OBJECTIVES
- A) Answer these questions about the Xen PIRQ patch email:
(i) Who sent it?
(ii) Through which hypercall are the PIRQs acquired?
(iii) When was it sent?
- B) In the Xen PIRQ patch email, list every word made up only of capital letters, counting each word once.
- C) From the Xen PIRQ patch email, return the part that opens with the words containing "The PIRQs that the" and closes with "that are available.", copied word for word.

EXTRACTED TEXT

-------

[PATCH] xen/pci: Track PVHVM PIRQs.

From: Konrad Rzeszutek Wilk
Date: Mon May 20 2013 - 16:08:16 EST


The PIRQs that the hypervisor provides for the guest are a limited
resource. They are acquired via PHYSDEVOP_get_free_pirq and in
theory should be returned back to the hypervisor via PHYSDEVOP_unmap_pirq
hypercall. Unfortunatly that is not the case.

This means that if there is a PCI device that has been passed in
the guest and does a loop of 'rmmod <driver>;modprobe <driver>"
we end up exhausting all of the PIRQs that are available.

For example (with kernel built as debug), we get this:
00:05.0 Ethernet controller: Intel Corporation 82571EB Gigabit Ethernet Controller (rev 06)

-------

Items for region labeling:

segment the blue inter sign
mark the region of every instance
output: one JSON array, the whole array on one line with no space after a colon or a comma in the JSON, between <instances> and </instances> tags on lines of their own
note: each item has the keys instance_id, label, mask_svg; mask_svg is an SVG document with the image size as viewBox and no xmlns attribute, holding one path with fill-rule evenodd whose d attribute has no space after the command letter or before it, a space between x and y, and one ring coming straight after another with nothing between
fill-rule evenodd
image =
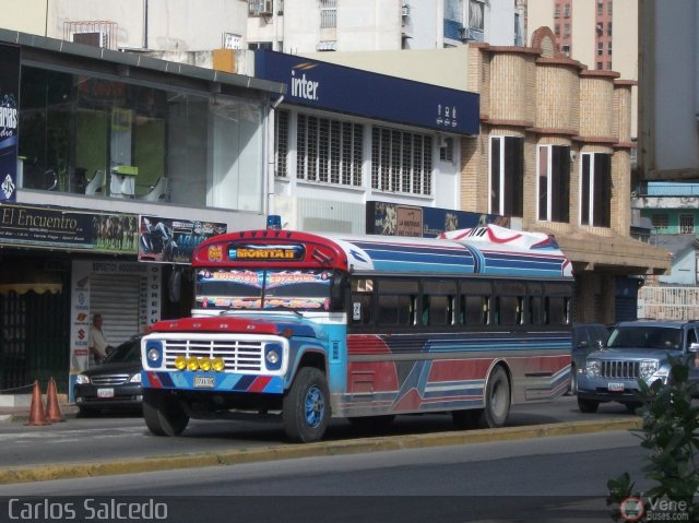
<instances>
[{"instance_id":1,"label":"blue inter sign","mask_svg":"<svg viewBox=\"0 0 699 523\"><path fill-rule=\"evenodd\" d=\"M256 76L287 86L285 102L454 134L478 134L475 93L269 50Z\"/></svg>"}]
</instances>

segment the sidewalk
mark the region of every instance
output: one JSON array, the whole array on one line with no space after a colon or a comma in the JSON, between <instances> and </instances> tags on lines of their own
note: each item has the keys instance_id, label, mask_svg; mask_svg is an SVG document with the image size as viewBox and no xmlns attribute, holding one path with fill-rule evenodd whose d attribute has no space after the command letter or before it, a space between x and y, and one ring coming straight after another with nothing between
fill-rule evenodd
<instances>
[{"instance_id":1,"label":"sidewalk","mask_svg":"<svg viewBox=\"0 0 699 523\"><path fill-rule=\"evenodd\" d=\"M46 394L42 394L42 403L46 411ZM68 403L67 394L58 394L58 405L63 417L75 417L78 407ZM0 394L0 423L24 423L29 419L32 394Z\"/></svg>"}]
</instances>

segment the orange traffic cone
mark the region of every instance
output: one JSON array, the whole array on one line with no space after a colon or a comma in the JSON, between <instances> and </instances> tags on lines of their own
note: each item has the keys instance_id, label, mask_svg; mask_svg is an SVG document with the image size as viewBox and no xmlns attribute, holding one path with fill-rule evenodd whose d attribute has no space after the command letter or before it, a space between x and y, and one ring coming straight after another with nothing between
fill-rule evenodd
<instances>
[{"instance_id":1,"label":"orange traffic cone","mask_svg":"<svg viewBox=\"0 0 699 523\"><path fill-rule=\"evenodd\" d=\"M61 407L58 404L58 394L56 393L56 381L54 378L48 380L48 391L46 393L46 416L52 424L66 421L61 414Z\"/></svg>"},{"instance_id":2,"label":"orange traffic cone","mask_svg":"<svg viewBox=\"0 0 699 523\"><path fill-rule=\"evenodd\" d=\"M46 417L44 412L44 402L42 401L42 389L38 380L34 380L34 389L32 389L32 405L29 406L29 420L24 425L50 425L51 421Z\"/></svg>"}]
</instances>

-------

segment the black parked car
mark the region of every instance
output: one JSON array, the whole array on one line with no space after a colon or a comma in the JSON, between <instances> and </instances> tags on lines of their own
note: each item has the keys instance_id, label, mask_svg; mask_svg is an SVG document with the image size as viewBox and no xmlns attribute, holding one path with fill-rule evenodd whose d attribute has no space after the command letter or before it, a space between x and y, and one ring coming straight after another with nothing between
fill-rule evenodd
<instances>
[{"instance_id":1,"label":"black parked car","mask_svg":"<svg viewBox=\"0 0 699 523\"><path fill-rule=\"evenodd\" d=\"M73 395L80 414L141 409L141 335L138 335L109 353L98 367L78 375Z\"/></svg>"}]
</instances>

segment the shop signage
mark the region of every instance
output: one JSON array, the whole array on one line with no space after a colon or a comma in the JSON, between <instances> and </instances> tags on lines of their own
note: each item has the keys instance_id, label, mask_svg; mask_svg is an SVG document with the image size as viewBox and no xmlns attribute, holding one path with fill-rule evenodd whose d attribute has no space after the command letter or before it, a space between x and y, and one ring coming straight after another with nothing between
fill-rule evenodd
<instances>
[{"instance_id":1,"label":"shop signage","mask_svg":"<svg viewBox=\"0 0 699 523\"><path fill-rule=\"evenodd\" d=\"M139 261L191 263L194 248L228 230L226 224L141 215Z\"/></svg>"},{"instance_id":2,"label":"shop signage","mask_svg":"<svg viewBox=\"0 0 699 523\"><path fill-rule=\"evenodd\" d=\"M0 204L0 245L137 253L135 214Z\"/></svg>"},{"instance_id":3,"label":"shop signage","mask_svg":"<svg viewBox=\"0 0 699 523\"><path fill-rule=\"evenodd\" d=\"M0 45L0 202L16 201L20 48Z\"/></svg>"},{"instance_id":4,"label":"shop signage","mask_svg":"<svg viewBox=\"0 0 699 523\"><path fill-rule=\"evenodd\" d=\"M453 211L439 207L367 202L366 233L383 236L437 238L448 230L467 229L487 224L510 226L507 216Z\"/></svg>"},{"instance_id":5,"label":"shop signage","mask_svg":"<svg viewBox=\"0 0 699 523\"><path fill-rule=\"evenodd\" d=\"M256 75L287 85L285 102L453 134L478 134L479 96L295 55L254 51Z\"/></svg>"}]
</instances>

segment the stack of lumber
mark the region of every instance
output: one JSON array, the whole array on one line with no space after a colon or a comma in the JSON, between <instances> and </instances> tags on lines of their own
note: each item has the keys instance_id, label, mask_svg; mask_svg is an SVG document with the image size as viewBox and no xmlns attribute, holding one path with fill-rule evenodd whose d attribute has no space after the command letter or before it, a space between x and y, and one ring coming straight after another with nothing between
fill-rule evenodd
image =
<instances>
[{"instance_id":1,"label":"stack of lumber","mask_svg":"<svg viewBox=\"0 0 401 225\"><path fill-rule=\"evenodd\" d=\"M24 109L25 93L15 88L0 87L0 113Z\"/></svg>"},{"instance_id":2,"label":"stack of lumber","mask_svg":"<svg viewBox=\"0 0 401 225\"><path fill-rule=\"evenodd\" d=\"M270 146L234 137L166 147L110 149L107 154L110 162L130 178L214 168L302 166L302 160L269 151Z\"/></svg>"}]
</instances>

-------

EXERCISE ANSWERS
- A)
(i) Konrad Rzeszutek Wilk
(ii) PHYSDEVOP_get_free_pirq
(iii) Mon May 20 2013 - 16:08:16 EST

- B) PATCH, PVHVM, EST, PCI

- C)
The PIRQs that the hypervisor provides for the guest are a limited
resource. They are acquired via PHYSDEVOP_get_free_pirq and in
theory should be returned back to the hypervisor via PHYSDEVOP_unmap_pirq
hypercall. Unfortunatly that is not the case.

This means that if there is a PCI device that has been passed in
the guest and does a loop of 'rmmod <driver>;modprobe <driver>"
we end up exhausting all of the PIRQs that are available.